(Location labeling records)
+ + + + +

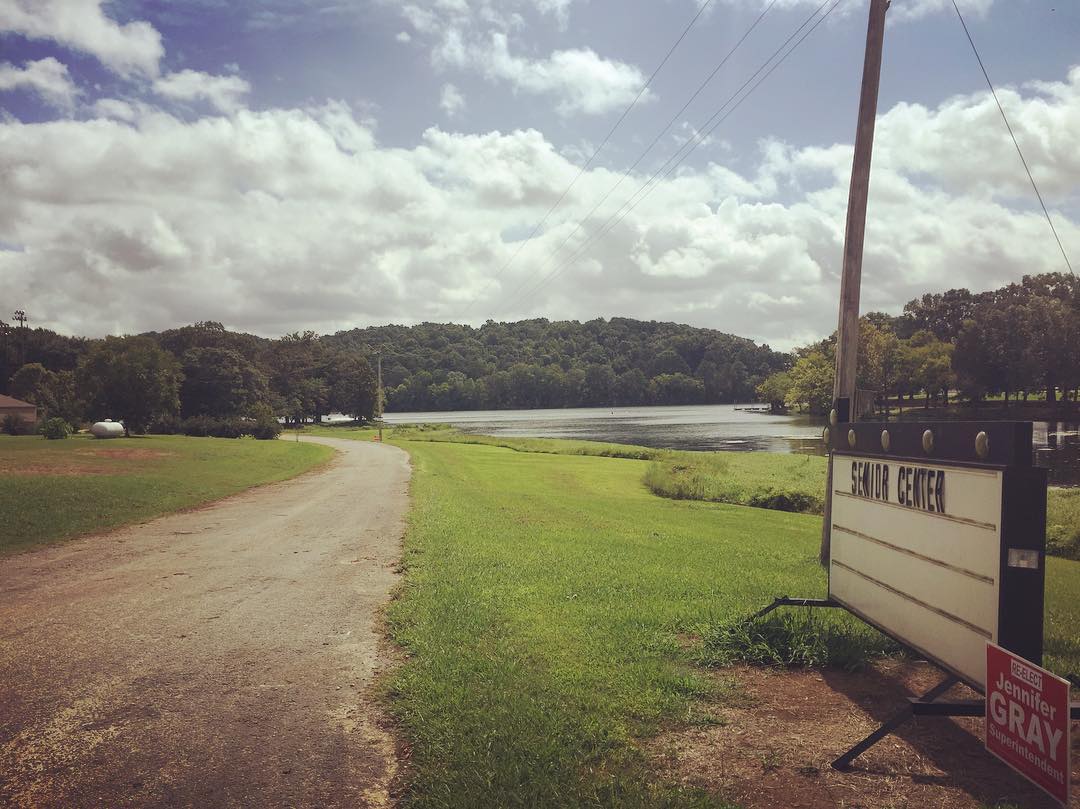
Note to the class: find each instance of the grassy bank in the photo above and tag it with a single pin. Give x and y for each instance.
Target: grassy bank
(555, 612)
(52, 490)
(1063, 523)
(761, 480)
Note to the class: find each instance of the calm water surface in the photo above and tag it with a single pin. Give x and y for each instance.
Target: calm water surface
(709, 427)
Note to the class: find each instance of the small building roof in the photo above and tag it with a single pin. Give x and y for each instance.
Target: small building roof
(7, 401)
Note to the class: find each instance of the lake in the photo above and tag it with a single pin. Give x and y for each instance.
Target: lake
(707, 428)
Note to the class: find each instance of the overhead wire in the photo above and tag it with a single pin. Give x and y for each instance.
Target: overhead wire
(675, 160)
(1012, 134)
(596, 151)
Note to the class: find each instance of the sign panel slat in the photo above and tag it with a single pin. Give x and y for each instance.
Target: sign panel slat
(966, 547)
(970, 599)
(923, 630)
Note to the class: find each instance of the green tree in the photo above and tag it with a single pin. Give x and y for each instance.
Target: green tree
(631, 388)
(35, 383)
(670, 389)
(811, 382)
(131, 379)
(353, 386)
(774, 390)
(220, 381)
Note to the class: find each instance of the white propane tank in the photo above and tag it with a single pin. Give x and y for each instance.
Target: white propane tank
(107, 429)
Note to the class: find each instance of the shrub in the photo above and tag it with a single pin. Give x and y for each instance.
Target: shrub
(14, 426)
(792, 639)
(799, 502)
(198, 427)
(166, 426)
(54, 429)
(227, 428)
(224, 428)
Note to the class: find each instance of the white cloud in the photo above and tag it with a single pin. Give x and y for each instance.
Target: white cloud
(450, 100)
(579, 80)
(474, 35)
(48, 78)
(131, 49)
(281, 219)
(225, 93)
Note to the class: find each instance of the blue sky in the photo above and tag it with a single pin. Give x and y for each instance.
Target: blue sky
(331, 163)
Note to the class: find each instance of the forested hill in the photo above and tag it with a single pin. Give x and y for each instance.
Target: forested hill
(539, 363)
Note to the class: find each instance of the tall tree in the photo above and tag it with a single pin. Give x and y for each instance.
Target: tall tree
(130, 379)
(219, 381)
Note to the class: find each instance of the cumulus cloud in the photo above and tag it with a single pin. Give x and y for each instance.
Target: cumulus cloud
(131, 49)
(474, 35)
(225, 93)
(450, 100)
(48, 78)
(579, 79)
(280, 219)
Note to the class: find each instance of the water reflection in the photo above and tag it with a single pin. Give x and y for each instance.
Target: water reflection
(711, 427)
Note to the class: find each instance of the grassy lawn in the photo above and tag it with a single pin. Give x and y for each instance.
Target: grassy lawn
(553, 610)
(52, 490)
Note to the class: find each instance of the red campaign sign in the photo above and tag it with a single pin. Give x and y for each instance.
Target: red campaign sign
(1027, 719)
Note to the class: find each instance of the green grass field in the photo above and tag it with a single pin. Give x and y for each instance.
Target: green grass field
(553, 612)
(52, 490)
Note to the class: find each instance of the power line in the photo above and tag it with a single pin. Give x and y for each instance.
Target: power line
(655, 140)
(675, 160)
(1013, 136)
(596, 151)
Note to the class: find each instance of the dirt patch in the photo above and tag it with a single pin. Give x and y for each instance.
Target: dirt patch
(61, 470)
(227, 656)
(774, 747)
(125, 454)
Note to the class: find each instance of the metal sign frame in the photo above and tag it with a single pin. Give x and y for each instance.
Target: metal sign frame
(1003, 448)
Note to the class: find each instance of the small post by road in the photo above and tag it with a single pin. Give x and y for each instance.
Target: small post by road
(847, 336)
(21, 317)
(378, 395)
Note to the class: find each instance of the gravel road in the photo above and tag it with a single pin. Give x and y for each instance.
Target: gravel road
(219, 657)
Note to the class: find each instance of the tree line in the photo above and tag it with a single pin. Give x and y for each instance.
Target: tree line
(1013, 341)
(201, 379)
(1016, 340)
(540, 363)
(163, 380)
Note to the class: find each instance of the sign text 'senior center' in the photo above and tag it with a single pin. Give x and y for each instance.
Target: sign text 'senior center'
(917, 487)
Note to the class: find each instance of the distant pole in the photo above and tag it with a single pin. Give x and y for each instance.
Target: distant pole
(847, 336)
(378, 396)
(21, 317)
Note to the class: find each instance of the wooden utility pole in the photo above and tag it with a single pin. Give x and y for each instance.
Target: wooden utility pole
(847, 336)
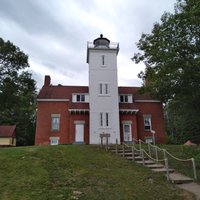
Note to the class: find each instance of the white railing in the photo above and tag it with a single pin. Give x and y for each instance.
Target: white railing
(165, 157)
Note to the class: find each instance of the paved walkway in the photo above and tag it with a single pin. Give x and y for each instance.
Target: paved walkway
(191, 187)
(178, 179)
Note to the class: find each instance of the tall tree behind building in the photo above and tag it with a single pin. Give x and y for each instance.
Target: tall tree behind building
(171, 54)
(17, 92)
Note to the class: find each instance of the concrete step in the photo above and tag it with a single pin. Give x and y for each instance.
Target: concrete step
(128, 154)
(137, 158)
(155, 166)
(178, 178)
(146, 162)
(120, 150)
(163, 170)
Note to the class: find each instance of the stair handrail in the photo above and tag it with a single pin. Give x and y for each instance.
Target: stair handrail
(165, 152)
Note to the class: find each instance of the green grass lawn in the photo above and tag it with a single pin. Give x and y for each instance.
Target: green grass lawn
(182, 152)
(78, 172)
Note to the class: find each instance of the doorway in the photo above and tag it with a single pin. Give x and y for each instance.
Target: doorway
(127, 132)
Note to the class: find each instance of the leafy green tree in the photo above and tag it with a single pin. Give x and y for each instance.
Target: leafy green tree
(171, 54)
(17, 92)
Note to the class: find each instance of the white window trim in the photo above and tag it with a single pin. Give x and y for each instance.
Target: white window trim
(52, 124)
(150, 122)
(86, 98)
(104, 120)
(129, 98)
(104, 89)
(54, 139)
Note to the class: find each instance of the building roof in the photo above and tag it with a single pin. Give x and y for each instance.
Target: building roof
(65, 92)
(60, 92)
(7, 130)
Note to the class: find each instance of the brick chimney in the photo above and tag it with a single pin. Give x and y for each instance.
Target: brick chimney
(47, 80)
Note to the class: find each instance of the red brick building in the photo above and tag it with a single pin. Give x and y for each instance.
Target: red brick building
(80, 114)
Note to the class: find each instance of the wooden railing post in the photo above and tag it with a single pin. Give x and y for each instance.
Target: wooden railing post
(116, 146)
(156, 152)
(140, 146)
(123, 150)
(133, 153)
(194, 169)
(167, 168)
(149, 148)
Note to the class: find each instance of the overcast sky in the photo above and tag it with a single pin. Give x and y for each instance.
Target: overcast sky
(54, 34)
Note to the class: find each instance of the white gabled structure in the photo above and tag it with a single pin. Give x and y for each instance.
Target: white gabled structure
(103, 90)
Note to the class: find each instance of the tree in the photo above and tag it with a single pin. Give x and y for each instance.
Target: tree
(171, 54)
(17, 92)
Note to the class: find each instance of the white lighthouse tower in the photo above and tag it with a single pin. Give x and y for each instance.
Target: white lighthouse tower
(103, 90)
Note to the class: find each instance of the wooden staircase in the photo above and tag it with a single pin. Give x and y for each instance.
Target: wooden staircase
(173, 176)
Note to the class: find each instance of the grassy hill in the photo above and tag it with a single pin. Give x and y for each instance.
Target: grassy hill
(78, 172)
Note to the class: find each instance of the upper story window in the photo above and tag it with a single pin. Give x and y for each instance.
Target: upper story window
(104, 119)
(104, 89)
(80, 98)
(55, 122)
(147, 122)
(103, 60)
(125, 98)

+ + + + +

=== Work to do ===
Transcribe the records verbatim and omit the images.

=== Result of the exercise ===
Note to the class: find each instance of the grassy bank in the photo above and tag it with a single pin. Give x and y for each instance.
Target: grassy bank
(555, 612)
(52, 490)
(1063, 523)
(761, 480)
Note to the class: find each instance of the calm water surface in the photo above and tag it with a single pin. Give x and y for each instance.
Target: calm water surface
(709, 427)
Note to the class: find each instance of the small building roof in the photo above and tag it with a single pin. Give x and y for each instance.
Target: small building roof
(7, 401)
Note to the class: find each instance of the lake in the photo above and tag it with a single pin. Give x and y for each instance.
Target: lake
(707, 428)
Note to the class: find each instance of the overhead wire in the photo above and tag it with a single pin. Give x and y for each instance.
Target: overhead wire
(675, 160)
(1012, 134)
(596, 151)
Note to the class: find each instance of the sign panel slat in the photo above and tag it with a single pin. Give x and y for each instance.
Target: sign panel slat
(966, 547)
(970, 599)
(923, 630)
Note to the class: find each instance of the green tree in the photo above and tag it with a single pin. Give x and y for each instance.
Target: green tree
(631, 388)
(35, 383)
(670, 389)
(811, 382)
(131, 379)
(353, 386)
(774, 390)
(220, 381)
Note to the class: find each instance of the white propane tank in the photo above and tag it with a single pin. Give x and y for each instance.
Target: white propane tank
(107, 429)
Note to the class: find each instance of the shrub in the photo above and tag it with a single pin. Give x and y for each instance.
Target: shrub
(14, 426)
(792, 639)
(799, 502)
(198, 427)
(166, 426)
(54, 429)
(227, 428)
(224, 428)
Note to the class: find each instance of the white cloud in the photo above and tag it with a single pin. Give x and y for each instance.
Target: white cloud
(450, 100)
(579, 80)
(474, 35)
(48, 78)
(131, 49)
(281, 219)
(225, 93)
Note to the class: find each instance of the blue sky in the photo above and tag it with a single pin. Give x and y for each instance.
Target: blue sky
(331, 163)
Note to the class: find each instance of the forested hill in the photo above and tag it with a single pin. Give x and y for each instance.
Target: forested hill
(539, 363)
Note to the class: find each instance of the tall tree in the photo above and tag it with a single pin. Give x and y for each instance.
Target: tall tree
(130, 379)
(219, 381)
Note to the class: find each instance of the cumulus cloud in the photo above and tag it with a single pin. Give x and y for each instance.
Target: cumulus cloud
(131, 49)
(474, 35)
(225, 93)
(450, 100)
(48, 78)
(579, 79)
(280, 219)
Note to the class: find each instance of the water reflection in the photo above and tag it with a single pin. Give x and y for each instance.
Target: water reflection
(711, 427)
Note to the class: find each instance of the grassy lawn in the photo above and tag it with a single pin. Give x and y for each instance.
Target: grassy lawn
(553, 610)
(52, 490)
Note to the class: find each instance of the red campaign sign in the photo above and tag it with a single pin. Give x and y for each instance.
Target: red campaign sign
(1027, 719)
Note to the class: find each instance of the green grass field in the photo above and tag it with a single pin. Give x and y for each instance.
Target: green grass field
(553, 612)
(52, 490)
Note to the class: find each instance of the power line in the photo above and tag it with a single pin. Give x and y for each instance.
Target: power line
(655, 140)
(675, 160)
(1013, 136)
(596, 151)
Note to the class: find each instance of the dirt patch in the photo above and tag it with a single pin. Give x and y for each instance.
Target: dirt patch
(61, 470)
(227, 656)
(774, 747)
(125, 454)
Note to the class: find each instance of the metal sign frame in the photo above and tag it with a single pin. Give x and y for each instance.
Target: metal sign frame
(1003, 448)
Note to the class: find each instance of the small post by road in the photo above and tag it with a single pin. Give x and y for each instance.
Target: small post by road
(847, 336)
(21, 317)
(378, 395)
Note to the class: find each instance of the gravel road in the photo above and tag it with a single pin. Give x and y for each instance.
Target: gravel road
(219, 657)
Note to the class: find each instance of the tree line in the photo above and tag it with a single pin. Give x and y for each instance.
Target: tree line
(1013, 341)
(201, 379)
(1016, 340)
(540, 363)
(163, 380)
Note to the class: find each instance of the sign text 'senior center' in the photo above and tag it with a single pin. Give x and y for each instance.
Target: sign text 'senior center'
(917, 487)
Note to the class: find each instance of the distant pole in the photo above and tag it with a single pin. Give x and y for each instance.
Target: distant pole
(847, 336)
(378, 396)
(21, 317)
Note to the class: find each instance of the wooden utility pole in the photo above and tag it with a single pin. Give x and y for each instance.
Target: wooden utility pole
(847, 336)
Note to the class: find each instance of the white railing in the photo above and tag it with a single pin. Give x and y for each instance.
Target: white railing
(165, 157)
Note to the class: find each instance of the paved walkway in the photo above and tag it with a single pin. Give x and y for each instance.
Target: paved walkway
(191, 187)
(178, 179)
Note to the class: find each instance of the tall tree behind building in the photo above and tag it with a single pin. Give x and y for each instance.
Target: tall tree behind building
(171, 54)
(17, 92)
Note to the class: find each instance of the concrete step in the photo above and tag it with a single pin. Give x and y for each instance.
Target: concrete step
(128, 154)
(137, 158)
(155, 166)
(178, 178)
(146, 162)
(120, 150)
(163, 170)
Note to the class: find each instance of the stair handrail in the photo above and tag it with a single pin. Give x and y for each instance.
Target: stair handrail
(165, 152)
Note to the class: find each instance of the green grass lawn in the photo above and tag it with a single pin. Give x and y for each instance.
Target: green grass lawn
(182, 152)
(78, 172)
Note to the class: find each instance of the doorway in the photo above and tag it with a single pin. Give x and y for each instance.
Target: doorway
(127, 132)
Note to the class: find each instance of the leafy green tree in the photo above and tag it with a single pin. Give x and y for each instance.
Target: leafy green tree
(171, 54)
(17, 92)
Note to the class: find each instance of the white window trim in the photo above and tag it with a single pin. Give x and y for each instance.
Target: white window trim
(52, 124)
(150, 122)
(86, 98)
(104, 120)
(129, 98)
(104, 89)
(54, 139)
Note to the class: find each instance of the building roof in the photo above and tag it with a single pin. Give x and y for each instance.
Target: building roof
(65, 92)
(60, 92)
(7, 130)
Note to the class: find each instance of the brick chimney in the photo above and tag it with a single pin. Give x and y for each instance.
Target: brick chimney
(47, 80)
Note to the class: find each instance of the red brick building in the photo above and tag it with a single pin. Give x and y for each instance.
Target: red brick building
(80, 114)
Note to the class: find each instance of the wooden railing post in the photo above and tag it with a single pin. Give x and y for each instance.
Target: wooden railing post
(116, 146)
(156, 152)
(140, 146)
(123, 150)
(133, 153)
(194, 169)
(167, 168)
(149, 148)
Note to the class: find each instance of the overcast sky in the photo above and tag it with a single pin. Give x and y for each instance.
Target: overcast sky
(54, 34)
Note to the class: find each instance of the white gabled structure in the photo above and tag it with a single pin. Give x and y for each instance.
Target: white gabled structure
(103, 90)
Note to the class: find each instance of the tree in the photo above and tag it with a single pin. Give x and y for each instance.
Target: tree
(171, 54)
(17, 92)
Note to the class: find each instance of the white lighthouse tower in the photo above and tag it with a single pin. Give x and y for each instance.
Target: white lighthouse tower
(103, 90)
Note to the class: find each instance of the wooden staircase in the photo above and tag it with a single pin. Give x and y for each instance.
Target: wooden staircase
(173, 176)
Note to the class: find each instance of the grassy hill in the photo above and tag it with a single pin. Give x and y for each instance.
Target: grassy hill
(78, 172)
Note to the class: find each instance of the upper story window in the photo above and tag it with a single pin. Give x and y for each instance.
Target: upper story window
(104, 119)
(104, 89)
(80, 98)
(55, 122)
(147, 122)
(103, 60)
(125, 98)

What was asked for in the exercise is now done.